What the task requires
Set down a faithful copy of every record, and skip the pictures in it.

Referring expression data
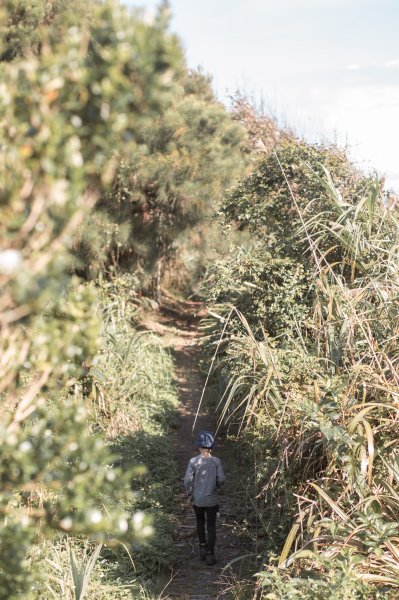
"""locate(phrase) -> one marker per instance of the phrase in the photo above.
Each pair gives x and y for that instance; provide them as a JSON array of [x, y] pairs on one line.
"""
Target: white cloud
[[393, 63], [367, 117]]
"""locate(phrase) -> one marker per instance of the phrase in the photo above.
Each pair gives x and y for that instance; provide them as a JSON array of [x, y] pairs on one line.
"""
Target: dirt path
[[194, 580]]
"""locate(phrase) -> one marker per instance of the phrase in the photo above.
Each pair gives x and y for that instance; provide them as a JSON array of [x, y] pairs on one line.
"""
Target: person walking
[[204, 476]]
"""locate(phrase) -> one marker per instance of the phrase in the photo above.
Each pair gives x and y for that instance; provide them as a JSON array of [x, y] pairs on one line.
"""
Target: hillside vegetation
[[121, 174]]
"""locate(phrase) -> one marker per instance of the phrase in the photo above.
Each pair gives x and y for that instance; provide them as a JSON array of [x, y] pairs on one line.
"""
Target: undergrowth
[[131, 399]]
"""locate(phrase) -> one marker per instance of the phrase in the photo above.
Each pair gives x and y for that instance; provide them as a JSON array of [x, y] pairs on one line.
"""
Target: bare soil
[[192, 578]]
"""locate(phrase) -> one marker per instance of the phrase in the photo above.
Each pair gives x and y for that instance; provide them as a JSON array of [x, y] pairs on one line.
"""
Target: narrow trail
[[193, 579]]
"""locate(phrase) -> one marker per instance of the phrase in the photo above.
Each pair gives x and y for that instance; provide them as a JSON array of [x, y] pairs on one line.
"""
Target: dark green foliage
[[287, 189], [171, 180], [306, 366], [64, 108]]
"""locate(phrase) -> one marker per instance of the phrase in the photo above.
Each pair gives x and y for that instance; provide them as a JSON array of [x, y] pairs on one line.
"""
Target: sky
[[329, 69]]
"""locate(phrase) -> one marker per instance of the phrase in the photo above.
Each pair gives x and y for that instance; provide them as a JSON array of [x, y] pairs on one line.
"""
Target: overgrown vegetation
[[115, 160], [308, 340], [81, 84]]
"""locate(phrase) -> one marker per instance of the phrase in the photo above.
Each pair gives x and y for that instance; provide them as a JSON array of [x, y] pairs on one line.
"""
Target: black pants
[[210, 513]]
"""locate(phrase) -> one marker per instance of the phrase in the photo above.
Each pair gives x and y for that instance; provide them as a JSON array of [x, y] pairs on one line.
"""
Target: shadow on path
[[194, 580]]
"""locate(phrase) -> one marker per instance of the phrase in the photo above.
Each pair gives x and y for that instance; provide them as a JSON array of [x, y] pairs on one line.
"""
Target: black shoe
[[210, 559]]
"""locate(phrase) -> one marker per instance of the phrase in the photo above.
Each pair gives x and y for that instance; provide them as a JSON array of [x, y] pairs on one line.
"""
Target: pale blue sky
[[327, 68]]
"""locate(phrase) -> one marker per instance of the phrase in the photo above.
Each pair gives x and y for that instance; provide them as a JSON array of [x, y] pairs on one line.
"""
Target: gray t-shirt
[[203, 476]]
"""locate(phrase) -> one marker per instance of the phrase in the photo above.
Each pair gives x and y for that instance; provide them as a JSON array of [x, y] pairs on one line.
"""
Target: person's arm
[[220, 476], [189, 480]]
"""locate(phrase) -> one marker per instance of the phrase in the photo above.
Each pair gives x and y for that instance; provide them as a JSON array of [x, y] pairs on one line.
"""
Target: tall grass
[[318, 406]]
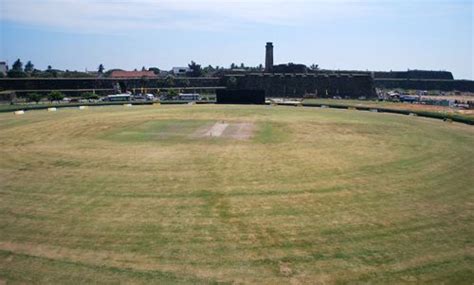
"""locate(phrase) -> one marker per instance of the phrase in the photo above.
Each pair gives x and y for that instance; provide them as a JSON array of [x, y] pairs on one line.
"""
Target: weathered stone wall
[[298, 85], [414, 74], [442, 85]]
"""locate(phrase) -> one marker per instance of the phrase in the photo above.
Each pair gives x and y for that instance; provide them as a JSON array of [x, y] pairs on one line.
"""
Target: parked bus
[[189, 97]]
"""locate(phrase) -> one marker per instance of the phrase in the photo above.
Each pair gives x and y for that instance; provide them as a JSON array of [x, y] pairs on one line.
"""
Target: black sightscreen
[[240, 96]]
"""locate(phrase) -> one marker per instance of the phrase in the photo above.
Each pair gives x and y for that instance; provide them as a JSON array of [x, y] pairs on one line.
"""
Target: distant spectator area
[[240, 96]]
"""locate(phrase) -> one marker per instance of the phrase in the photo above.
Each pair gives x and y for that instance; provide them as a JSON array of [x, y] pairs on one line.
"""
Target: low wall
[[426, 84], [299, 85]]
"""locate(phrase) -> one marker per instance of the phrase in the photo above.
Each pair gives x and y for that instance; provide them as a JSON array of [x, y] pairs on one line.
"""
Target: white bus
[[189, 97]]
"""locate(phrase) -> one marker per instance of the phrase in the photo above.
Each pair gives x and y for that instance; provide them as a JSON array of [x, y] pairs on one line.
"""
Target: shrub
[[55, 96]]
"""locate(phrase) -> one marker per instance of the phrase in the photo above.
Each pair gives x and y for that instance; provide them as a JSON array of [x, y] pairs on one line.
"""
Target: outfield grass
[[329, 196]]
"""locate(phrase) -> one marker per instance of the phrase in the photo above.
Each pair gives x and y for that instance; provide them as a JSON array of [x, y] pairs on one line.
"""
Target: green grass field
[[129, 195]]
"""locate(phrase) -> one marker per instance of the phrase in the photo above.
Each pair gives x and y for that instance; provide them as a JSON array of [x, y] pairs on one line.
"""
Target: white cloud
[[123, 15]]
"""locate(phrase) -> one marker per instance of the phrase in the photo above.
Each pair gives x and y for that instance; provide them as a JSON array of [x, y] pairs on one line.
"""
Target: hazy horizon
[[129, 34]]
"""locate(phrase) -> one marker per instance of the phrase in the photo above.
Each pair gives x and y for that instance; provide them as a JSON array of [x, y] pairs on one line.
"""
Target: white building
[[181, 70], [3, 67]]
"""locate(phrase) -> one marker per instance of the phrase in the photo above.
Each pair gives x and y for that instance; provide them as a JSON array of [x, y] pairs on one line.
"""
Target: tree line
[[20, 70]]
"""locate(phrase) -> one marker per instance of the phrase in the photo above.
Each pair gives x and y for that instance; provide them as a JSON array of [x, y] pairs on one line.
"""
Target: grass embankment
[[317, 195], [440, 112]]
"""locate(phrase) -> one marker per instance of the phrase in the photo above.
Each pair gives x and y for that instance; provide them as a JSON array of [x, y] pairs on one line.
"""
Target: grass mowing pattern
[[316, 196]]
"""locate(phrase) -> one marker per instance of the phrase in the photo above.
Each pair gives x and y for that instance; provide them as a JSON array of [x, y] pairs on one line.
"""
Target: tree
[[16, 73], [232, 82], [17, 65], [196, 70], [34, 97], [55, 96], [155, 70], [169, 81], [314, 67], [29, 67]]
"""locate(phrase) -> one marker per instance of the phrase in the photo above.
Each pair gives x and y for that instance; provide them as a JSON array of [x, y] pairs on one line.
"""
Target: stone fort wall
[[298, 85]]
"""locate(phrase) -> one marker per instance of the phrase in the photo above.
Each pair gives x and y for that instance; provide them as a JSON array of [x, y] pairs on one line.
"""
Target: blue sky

Solution to this task
"""locate(phrase) -> one marker per instance of the phrase in the photo above.
Each pair gives x and y for that instance; provide them as a JSON array of [x, y] pairs on one line.
"""
Target: white cloud
[[393, 63], [367, 117]]
"""locate(phrase) -> one marker per instance of the phrase in the photo above.
Each pair gives x and y for that instance; provide them as a JSON array of [x, y] pairs on one line.
"""
Target: dirt path
[[194, 580]]
"""locate(phrase) -> one marker per instance of the phrase in the photo above.
Each pair gives x and y for that instance; provide them as a JSON array of [x, y] pairs on one line.
"""
Target: person walking
[[204, 476]]
"""locate(phrase) -> one marker per instance of the phrase in the photo above.
Each pair gives x and y for that instance; provide them as a JSON array of [x, y] pairs on one line.
"""
Target: hillside vegetation
[[121, 174]]
"""locate(phrase) -> one marker per instance of the phrase in the photo above.
Each pair gives x and y for that instance; provide them as a JSON array of [x, y] pairs on one line.
"""
Target: undergrowth
[[131, 399]]
"""locate(phrase) -> one marker per instance of the phrase in the photo above.
Each pair gives x and y for that instance; provide them as a JSON array of [x, y] pairs on one line.
"""
Target: bare soil
[[192, 578]]
"""locate(phrase) -> one marker per instance of the phrase in the photo above.
Each pair gives x and y for that instance; provide them as a JSON array of [x, y] pairs on one line.
"""
Target: narrow trail
[[193, 579]]
"""locate(phrase) -> one marker per instance of the phrase in the photo above.
Each pair gives x and y for that instance; provide them as a JSON array of [x, y] pairs on one line.
"""
Target: dark green foliage
[[287, 189], [171, 180], [306, 366], [64, 108]]
"""locate(phrase) -> one marker per instance of the phrase in the photo above.
Each pair gives x and y for that instance; provide them as a JSON array of [x, y] pairs on one line.
"""
Target: sky
[[329, 69]]
"""locate(phrase) -> one marker per instance of the phrase in the photo above.
Each pair gives x and y for that instance; provide them as a JSON array of [x, y] pairs on one line.
"""
Target: overgrown vegetation
[[115, 160], [308, 340], [81, 84]]
"""locate(phrase) -> one marker per instance of the phrase in the photo above.
Each pair gives x and y for that instance; provide them as a JSON array of [x, y] pairs on one line.
"""
Target: black pants
[[210, 513]]
"""locate(phrase) -> one marker per instance of the phrase in the photo above.
Each pair gives x and y for that instance; provide them as a JSON array of [x, y] pairs on one line.
"""
Target: shadow on path
[[194, 580]]
"""locate(phrase) -> one marker per instance of the phrase in the photo above.
Each pair gives x and y for that instance; provide them as a JSON array of [x, y] pairs on one line.
"""
Target: black shoe
[[210, 559]]
"""locate(phrase) -> one marker per instance of the phrase in the photo above.
Each pair gives x and y for that instance; provide them as a JSON array of [x, y] pairs on one line.
"""
Target: pale blue sky
[[327, 68]]
"""locate(phrase) -> one marker per instance of the phrase in the photo above.
Each pair gives x and y for that instance; provide them as a JSON array of [x, y] pairs on one line.
"""
Target: gray t-shirt
[[203, 476]]
"""locate(phrase) -> one marker per instance of the phrase in the photo above.
Each pair gives x and y for that instance; provide them as a JSON array of [x, y] pairs on one line.
"""
Target: person's arm
[[220, 476], [189, 480]]
"""locate(phrase) -> one marker per instance of the phrase in the photo above.
Each pair gives x and y for that instance; provide them as a JSON array of [x, y] pairs on one line.
"""
Target: tall grass
[[318, 406]]
"""locate(phrase) -> one marker per instance of the phrase in the photo above.
Each pair gives x and y for that instance; provide them as a JSON array of [x, y] pairs on one line.
"""
Target: weathered stone wall
[[298, 85], [414, 74], [442, 85]]
"""locate(phrase) -> one marker per instance of the phrase in the photo above.
Each pair gives x and y for that instance; provide them as a JSON array of [x, y] pairs on one line.
"""
Target: parked bus
[[189, 97]]
"""locate(phrase) -> one marker per instance of the phrase in the photo above.
Each pair gives x and y for that instance; provide them as a JSON array of [x, y] pairs on one line.
"""
Target: black sightscreen
[[240, 96]]
"""locate(phrase) -> one marker per instance of the phrase in the photo above.
Each pair gives x and y for that instance; provide them as a JSON array of [x, y] pairs on one line.
"""
Target: distant spectator area
[[240, 96]]
"""locate(phrase) -> one marker per instance of the phrase in the photo above.
Each pair gives x and y for that instance; provide them as a JSON array of [x, y] pairs on one line.
"""
Target: low wall
[[426, 84], [299, 85]]
"""locate(phrase) -> one marker per instance of the phrase in the photo above.
Each pair gives x and y for that instance; provide them as a JSON array of [x, y] pairs on one line.
"""
Target: white bus
[[189, 97]]
"""locate(phrase) -> one marker per instance of the phrase in the photo above.
Each pair gives x and y for that instance; provide them as a JSON array of [x, y] pairs on one line.
"""
Target: shrub
[[55, 96]]
"""locate(phrase) -> one marker per instance of the phrase in the photo above.
Each pair gives x and y for that instance; provide them as a JSON array of [x, y] pairs on one line.
"""
Target: outfield grass
[[329, 196]]
"""locate(phrase) -> one marker per instance of the phrase in the photo above.
Each pair gives x and y for that instance; provide them as a JSON array of [x, y] pairs on one line.
"""
Target: green grass field
[[129, 195]]
"""locate(phrase) -> one marker per instance of the phrase in the photo above.
Each pair gives x and y for that instance; provide them as a JSON array of [x, y] pairs on one line.
"""
Target: white cloud
[[123, 15]]
"""locate(phrase) -> one marker per instance of the phrase in the photo above.
Each pair gives x and y for that instance; provide them as a JSON array of [x, y] pairs on one line.
"""
Target: hazy horizon
[[129, 34]]
"""locate(phrase) -> one marker per instance of the phrase in the photo above.
Each pair gives x and y for that instance; provide them as a JSON array of [x, y] pairs on one line.
"""
Target: white building
[[181, 70], [3, 67]]
"""locate(phrase) -> one marker per instance of the phrase in the photo above.
Each pair gives x and y for that instance; provide them as a JSON array of [x, y] pairs on one line.
"""
Target: tree line
[[20, 70]]
"""locate(phrase) -> one marker per instance of the phrase in the photo above.
Each pair gives x and y for that instance; provide them as a JSON array of [x, y] pairs on one line.
"""
Target: grass embankment
[[317, 195], [440, 112]]
"""locate(phrase) -> one marker per instance of the phrase in the photo above.
Each pair gives x and y for that instance; provide them as a JSON array of [x, y] pairs on one line.
"""
Target: grass mowing pattern
[[316, 196]]
"""locate(phrase) -> one marker per instance of the phrase in the photo above.
Each pair gives x and y for that instance; provide them as a JSON array of [x, y] pairs on one line.
"""
Target: tree
[[16, 73], [232, 82], [17, 65], [196, 70], [34, 97], [55, 96], [155, 70], [169, 81], [314, 67], [29, 67]]
"""locate(phrase) -> one marker per instance of the phrase in the photo above.
Each pair gives x and y for that instance; provide them as a JSON array of [x, y] pairs on one line.
"""
Target: stone fort wall
[[298, 85]]
"""locate(phrase) -> one marker per instance of the phrase in the photo above.
Each pair gives x and y for that instance; provide them as a JSON array of [x, y] pairs on one line.
"""
Target: blue sky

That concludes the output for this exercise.